» REQUIRED TASKS
1/ Answer these questions from the prostate cancer text, one line each:
(a) How many years did the national study run, and where did its lead researcher work?
(b) About what share of prostate cancer cases are diagnosed in men aged 65 or older?
(c) What are some men worried that the study's results will encourage insurance companies to do?
2/ Carry on the prostate cancer text past its final paragraph.

Men diagnosed with prostate cancer face a significant choice: undergo the potential risks of surgery to remove the cancer or monitor the cancer and risk that it spreads to other areas of the body.

Results of a 20-year national study led by a researcher at the Minneapolis VA Medical Center make that decision more complicated. The results provide the best evidence yet that most men can live with their prostate cancers and avoid the potential risks of surgery. But the results did show that for younger men with prostate cancer and a longer life expectancy, surgery may be the right option.

Prostate cancer is the most common cancer in American men after skin cancer according to the American Cancer Society. It’s so common that about one in seven men will be diagnosed with prostate cancer during his lifetime.

This may sound like a lot, but remember that prostate cancer develops mainly in older men. About 6 in 10 cases are diagnosed in men aged 65 or older and while it can be a serious disease, most men will not die from it.

Some men have said they are worried these results will encourage insurance companies to convince patients not to pursue costly treatments. The decision for everyone involved is based on the best long-term health of the patient, quality of life and the cost of treatment. These factors are complicated by the unknown – the possibility that the cancer may spread.

Insurance companies have a vested interest in promoting the health of their enrollees. Early detection and treatment are well worth the cost. At the same time, insurers also have an obligation to be good stewards of the money we all pool through our premiums.

» EXTRACTED RECORDS

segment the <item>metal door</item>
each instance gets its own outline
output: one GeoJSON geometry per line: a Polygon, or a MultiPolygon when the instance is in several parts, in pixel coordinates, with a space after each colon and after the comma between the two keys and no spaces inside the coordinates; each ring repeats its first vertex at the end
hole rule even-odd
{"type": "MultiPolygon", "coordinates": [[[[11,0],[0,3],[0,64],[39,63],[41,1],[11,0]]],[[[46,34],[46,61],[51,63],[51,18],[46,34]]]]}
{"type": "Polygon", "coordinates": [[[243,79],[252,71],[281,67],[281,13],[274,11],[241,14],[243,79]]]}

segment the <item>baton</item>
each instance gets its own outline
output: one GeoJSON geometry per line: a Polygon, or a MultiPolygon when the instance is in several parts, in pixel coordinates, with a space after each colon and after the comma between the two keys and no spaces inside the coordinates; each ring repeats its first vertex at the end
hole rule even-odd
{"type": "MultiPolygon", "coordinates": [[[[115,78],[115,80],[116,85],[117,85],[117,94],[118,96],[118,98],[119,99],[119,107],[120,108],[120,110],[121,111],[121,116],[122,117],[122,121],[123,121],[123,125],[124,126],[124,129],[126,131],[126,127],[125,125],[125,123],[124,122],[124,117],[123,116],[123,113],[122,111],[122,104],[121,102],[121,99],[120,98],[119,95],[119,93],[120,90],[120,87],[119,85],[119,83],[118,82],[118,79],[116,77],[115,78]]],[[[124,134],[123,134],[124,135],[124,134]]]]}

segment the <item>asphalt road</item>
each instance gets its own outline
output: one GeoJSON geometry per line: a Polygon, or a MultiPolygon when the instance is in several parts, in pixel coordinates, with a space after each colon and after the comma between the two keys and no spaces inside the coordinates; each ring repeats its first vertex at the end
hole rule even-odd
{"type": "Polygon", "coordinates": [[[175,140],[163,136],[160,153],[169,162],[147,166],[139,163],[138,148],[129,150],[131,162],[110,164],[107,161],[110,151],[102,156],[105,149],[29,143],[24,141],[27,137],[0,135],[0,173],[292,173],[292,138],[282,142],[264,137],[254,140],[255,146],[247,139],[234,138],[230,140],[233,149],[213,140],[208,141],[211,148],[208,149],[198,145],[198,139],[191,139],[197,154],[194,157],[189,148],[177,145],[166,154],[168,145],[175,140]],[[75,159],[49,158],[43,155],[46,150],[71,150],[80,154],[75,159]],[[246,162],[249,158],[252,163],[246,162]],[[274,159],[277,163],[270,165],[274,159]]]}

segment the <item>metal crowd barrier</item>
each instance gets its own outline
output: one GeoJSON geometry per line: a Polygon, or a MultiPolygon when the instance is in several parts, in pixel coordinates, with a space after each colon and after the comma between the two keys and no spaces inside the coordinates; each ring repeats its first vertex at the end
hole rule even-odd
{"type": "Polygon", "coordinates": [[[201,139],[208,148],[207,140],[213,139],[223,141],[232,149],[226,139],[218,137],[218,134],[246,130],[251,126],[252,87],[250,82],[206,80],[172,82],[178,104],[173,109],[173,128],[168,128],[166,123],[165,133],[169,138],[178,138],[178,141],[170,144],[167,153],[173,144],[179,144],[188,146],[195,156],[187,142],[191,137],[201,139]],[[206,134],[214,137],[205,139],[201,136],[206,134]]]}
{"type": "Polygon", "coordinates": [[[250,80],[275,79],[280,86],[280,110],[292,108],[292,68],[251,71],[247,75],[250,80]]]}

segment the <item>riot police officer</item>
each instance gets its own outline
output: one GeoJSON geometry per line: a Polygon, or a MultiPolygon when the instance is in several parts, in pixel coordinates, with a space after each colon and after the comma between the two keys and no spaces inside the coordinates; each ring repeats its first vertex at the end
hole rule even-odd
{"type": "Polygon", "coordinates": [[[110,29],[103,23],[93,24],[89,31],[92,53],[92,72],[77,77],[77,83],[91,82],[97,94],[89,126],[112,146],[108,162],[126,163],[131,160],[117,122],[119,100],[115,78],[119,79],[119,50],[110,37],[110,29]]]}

» TASK-BY-TASK ANSWERS
1/
(a) 20 years; at the Minneapolis VA Medical Center.
(b) About 6 in 10 cases.
(c) Convince patients not to pursue costly treatments.

2/
So how do insurers decide which evidence and studies to base these decisions on and how are the decisions made? According to an expert at Medica, it’s all about the quality of the research, best practices and case history.

  1. Quality of Research

Most insurance companies rely on Hayes Ratings, which evaluates new research and new treatments and technologies based on their quality and effectiveness. Hayes looks at things like who published the research, where it’s been published and the volume of the research. This independent evaluator helps insurance companies and doctors determine the best course of treatment for each case.

Insurers also look at indicators that the research is sound. They consider the size of the pool of participants and evaluate reasons for causation instead of association. For example, there has recently been a lot of research published linking ADHD and obesity but there is no research that shows one causes the other, only that the two are associated.

  1. Best Practices:

In general, treatments are approved for specific conditions, but may not be authorized for all uses of that treatment. As technology advances, many researchers find that technology that works for one health issue can be effective for others. Insurance companies look at how treatments have worked on similar cases in the past and may approve it if the best practice shows that it can be effective.

This is also true for treatment plans. When doctors and patients agree to continue care after a procedure, the likelihood of success increases. For example, insurance companies rarely deny hip and knee replacements because after-care plans are commonly in place before the surgery.

  1. Case History:

Every case is different and insurers recognize that. While some treatments work for most patients, there are special cases that require special consideration. A strong case from a patient’s doctor can make the difference in what insurers recognize as appropriate treatment. Cases showing effective treatments can also be helpful to set benchmarks for future patients with similar case histories.

Insurers have a responsibility to use the money people pay in premiums wisely. When a patient with prostate cancer pushes for surgery, they have to weigh the risks and the reward. Even though surgery may seem like the best option, it’s sometimes riskier from both a health and investment standpoint than monitoring the cancer.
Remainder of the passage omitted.